## WHAT THIS TASK INVOLVES
Output the items below as a two-column CSV with the header row item_text,answer and one row per item, putting each value in a single quoted field with any line breaks replaced by spaces. Begin at the line that contains "For every instance of the equestrian" and stop after the line that contains "x=159 y=202".
★ ★ ★ ★ ★
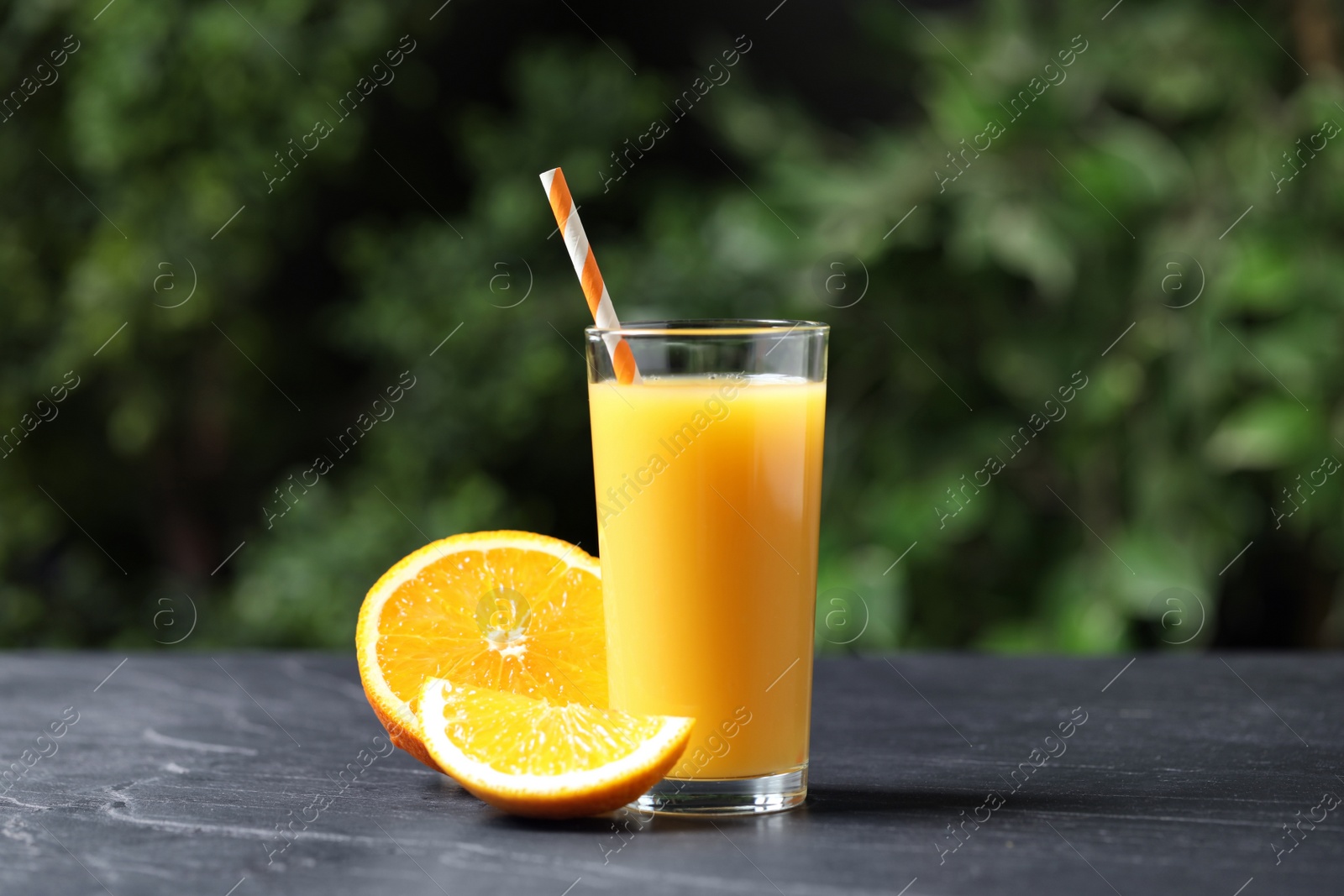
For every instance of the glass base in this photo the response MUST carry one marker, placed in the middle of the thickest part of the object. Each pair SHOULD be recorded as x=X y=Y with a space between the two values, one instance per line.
x=729 y=795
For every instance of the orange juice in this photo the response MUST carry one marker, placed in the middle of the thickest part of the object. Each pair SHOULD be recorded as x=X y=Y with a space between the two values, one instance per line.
x=709 y=493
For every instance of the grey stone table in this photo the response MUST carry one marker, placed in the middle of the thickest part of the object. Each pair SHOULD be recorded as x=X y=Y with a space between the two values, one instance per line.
x=931 y=774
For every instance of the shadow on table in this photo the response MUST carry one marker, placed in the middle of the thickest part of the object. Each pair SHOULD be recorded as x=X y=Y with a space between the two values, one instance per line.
x=822 y=801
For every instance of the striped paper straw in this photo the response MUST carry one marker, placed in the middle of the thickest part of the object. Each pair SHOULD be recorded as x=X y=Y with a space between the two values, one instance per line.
x=585 y=265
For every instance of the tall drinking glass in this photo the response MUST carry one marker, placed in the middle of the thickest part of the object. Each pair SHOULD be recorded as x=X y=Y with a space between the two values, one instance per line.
x=709 y=490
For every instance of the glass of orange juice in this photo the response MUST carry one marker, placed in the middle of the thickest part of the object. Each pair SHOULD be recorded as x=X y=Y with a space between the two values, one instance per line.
x=709 y=490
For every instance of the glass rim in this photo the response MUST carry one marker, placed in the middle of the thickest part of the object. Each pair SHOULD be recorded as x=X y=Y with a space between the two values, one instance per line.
x=711 y=327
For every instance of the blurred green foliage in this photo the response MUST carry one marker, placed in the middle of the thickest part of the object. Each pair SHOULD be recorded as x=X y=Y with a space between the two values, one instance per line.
x=1095 y=234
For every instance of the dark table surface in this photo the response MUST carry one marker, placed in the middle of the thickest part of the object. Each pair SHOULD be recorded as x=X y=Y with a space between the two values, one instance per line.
x=172 y=775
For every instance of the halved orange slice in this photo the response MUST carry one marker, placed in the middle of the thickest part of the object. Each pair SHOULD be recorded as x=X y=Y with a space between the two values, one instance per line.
x=514 y=611
x=546 y=759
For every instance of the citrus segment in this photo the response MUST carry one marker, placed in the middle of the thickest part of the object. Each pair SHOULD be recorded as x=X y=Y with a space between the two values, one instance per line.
x=542 y=758
x=514 y=611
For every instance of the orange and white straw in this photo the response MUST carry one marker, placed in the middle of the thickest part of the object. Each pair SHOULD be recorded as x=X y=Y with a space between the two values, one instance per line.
x=585 y=265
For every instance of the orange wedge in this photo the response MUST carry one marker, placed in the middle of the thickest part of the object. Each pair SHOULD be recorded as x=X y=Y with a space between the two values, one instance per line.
x=544 y=759
x=511 y=611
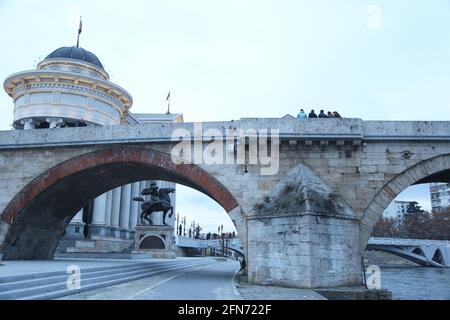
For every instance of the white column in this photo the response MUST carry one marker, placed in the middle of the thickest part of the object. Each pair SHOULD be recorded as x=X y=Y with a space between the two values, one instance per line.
x=108 y=213
x=142 y=186
x=124 y=219
x=115 y=212
x=134 y=207
x=55 y=122
x=98 y=216
x=29 y=124
x=76 y=226
x=78 y=218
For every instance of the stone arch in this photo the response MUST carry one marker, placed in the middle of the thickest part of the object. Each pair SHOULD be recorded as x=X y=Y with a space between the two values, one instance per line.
x=152 y=241
x=419 y=252
x=436 y=169
x=438 y=257
x=38 y=214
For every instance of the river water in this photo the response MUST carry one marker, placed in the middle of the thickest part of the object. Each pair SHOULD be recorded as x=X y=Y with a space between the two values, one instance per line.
x=416 y=283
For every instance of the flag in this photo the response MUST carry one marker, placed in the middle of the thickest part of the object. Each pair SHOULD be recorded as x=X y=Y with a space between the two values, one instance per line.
x=80 y=28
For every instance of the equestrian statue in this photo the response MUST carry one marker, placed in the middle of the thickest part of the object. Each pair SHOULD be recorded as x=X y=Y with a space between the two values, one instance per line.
x=159 y=202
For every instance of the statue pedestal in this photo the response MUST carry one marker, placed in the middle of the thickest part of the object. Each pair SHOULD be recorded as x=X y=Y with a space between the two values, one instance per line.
x=156 y=240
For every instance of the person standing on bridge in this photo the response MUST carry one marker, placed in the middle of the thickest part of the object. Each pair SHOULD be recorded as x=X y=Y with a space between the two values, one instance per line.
x=322 y=114
x=336 y=114
x=302 y=115
x=312 y=114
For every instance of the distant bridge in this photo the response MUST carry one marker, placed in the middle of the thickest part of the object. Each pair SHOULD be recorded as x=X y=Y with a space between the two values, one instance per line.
x=428 y=253
x=217 y=244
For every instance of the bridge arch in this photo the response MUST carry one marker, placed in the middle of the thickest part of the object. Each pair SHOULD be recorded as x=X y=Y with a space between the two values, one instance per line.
x=38 y=214
x=438 y=257
x=419 y=252
x=436 y=169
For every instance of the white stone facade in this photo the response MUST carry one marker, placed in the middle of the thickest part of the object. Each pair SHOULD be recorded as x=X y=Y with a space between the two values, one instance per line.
x=71 y=92
x=440 y=196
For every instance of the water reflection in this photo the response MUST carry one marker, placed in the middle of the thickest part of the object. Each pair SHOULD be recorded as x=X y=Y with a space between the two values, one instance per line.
x=416 y=283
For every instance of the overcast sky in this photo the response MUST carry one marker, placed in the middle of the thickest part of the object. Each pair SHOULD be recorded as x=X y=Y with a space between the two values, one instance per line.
x=227 y=59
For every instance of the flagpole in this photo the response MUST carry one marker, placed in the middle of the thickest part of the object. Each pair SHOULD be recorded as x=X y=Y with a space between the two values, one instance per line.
x=168 y=103
x=79 y=32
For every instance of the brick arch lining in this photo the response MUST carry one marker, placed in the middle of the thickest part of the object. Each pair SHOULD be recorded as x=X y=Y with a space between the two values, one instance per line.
x=39 y=213
x=436 y=169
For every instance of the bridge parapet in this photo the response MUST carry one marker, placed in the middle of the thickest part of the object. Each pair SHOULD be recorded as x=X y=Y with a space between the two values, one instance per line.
x=203 y=244
x=408 y=242
x=355 y=130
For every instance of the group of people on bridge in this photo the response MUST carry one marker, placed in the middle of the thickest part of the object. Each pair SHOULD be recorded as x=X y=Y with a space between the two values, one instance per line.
x=302 y=114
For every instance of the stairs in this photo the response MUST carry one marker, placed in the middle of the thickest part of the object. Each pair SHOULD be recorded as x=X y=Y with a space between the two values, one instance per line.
x=50 y=285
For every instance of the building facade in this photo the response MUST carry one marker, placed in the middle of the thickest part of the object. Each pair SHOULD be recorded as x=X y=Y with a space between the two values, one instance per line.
x=440 y=196
x=398 y=210
x=70 y=88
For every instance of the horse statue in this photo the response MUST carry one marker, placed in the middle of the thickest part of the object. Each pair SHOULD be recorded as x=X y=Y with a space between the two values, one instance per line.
x=159 y=201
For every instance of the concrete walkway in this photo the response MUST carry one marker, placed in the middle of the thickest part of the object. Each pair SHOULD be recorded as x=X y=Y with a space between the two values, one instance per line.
x=256 y=292
x=14 y=268
x=206 y=282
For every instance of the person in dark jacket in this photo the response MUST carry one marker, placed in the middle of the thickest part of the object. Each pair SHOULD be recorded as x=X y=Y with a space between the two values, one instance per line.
x=322 y=114
x=312 y=114
x=336 y=114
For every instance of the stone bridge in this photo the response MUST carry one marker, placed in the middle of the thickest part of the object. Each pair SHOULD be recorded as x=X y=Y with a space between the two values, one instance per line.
x=218 y=244
x=427 y=253
x=305 y=224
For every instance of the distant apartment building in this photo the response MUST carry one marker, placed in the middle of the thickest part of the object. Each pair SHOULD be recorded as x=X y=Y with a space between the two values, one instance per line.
x=440 y=196
x=398 y=210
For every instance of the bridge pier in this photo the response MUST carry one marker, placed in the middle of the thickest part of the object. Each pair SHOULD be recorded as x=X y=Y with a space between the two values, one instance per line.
x=303 y=235
x=308 y=251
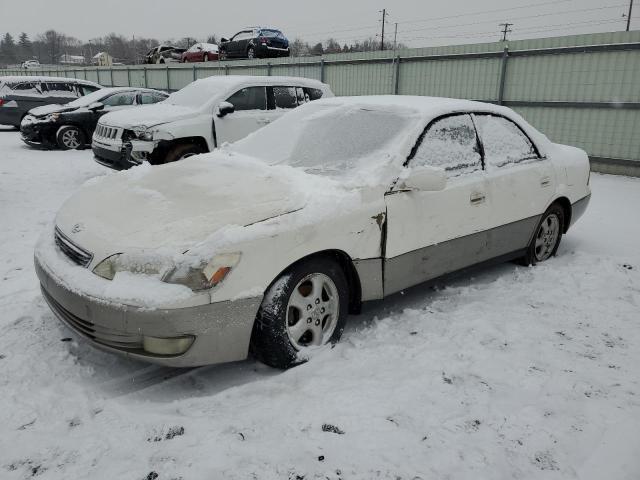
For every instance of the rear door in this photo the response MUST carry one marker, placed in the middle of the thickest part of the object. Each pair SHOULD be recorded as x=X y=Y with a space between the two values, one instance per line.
x=521 y=183
x=250 y=114
x=433 y=233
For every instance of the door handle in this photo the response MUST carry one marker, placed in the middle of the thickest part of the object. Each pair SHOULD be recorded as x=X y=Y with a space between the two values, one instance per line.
x=477 y=198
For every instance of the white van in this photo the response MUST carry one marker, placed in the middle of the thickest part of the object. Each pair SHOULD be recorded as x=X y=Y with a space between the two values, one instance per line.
x=198 y=118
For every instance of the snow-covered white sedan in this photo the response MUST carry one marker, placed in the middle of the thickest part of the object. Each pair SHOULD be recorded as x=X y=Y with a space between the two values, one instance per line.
x=267 y=244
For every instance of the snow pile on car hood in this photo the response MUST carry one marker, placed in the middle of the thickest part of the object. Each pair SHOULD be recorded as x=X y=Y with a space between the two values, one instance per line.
x=182 y=213
x=148 y=115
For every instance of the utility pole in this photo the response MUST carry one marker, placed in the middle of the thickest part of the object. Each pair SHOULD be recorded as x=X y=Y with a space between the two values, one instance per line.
x=384 y=19
x=505 y=30
x=629 y=14
x=395 y=37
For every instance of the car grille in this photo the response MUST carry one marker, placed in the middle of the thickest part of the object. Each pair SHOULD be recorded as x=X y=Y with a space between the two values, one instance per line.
x=99 y=334
x=75 y=253
x=108 y=133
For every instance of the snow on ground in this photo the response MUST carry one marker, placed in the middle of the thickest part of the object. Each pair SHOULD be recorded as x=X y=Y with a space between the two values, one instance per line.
x=508 y=372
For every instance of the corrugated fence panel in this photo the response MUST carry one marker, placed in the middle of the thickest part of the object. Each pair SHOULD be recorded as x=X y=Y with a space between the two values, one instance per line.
x=602 y=132
x=359 y=78
x=590 y=81
x=451 y=78
x=120 y=78
x=575 y=77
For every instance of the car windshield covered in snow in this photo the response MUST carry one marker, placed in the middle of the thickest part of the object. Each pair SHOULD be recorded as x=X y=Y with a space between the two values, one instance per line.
x=195 y=94
x=329 y=139
x=87 y=100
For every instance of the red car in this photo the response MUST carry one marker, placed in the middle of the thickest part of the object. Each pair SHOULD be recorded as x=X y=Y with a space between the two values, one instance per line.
x=200 y=52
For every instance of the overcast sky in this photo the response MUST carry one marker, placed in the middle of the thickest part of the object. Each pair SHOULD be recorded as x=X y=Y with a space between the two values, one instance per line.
x=420 y=22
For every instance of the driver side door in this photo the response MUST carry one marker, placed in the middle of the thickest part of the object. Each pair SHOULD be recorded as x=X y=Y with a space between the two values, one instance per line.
x=250 y=114
x=431 y=233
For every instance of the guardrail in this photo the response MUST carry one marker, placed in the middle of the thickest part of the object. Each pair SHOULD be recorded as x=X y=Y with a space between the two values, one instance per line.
x=581 y=90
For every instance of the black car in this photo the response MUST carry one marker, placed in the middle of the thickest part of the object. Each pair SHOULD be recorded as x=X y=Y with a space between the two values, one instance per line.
x=71 y=126
x=255 y=43
x=20 y=94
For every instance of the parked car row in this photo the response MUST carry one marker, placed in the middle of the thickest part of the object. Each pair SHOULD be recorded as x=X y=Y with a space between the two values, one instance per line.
x=305 y=206
x=20 y=94
x=71 y=126
x=255 y=42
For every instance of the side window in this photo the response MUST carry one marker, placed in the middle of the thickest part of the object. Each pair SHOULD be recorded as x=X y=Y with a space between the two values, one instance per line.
x=151 y=97
x=21 y=87
x=250 y=98
x=285 y=97
x=86 y=89
x=120 y=99
x=503 y=141
x=313 y=93
x=59 y=88
x=450 y=143
x=302 y=96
★ ★ ★ ★ ★
## EXERCISE ANSWER
item_text,answer
"For every instance of the equestrian statue in this photo the response MUST carry one marker, placed in the middle of the thickest part of the object. Each pair SHOULD be recorded as x=X y=Y with a space between the two values, one instance per line.","x=159 y=202"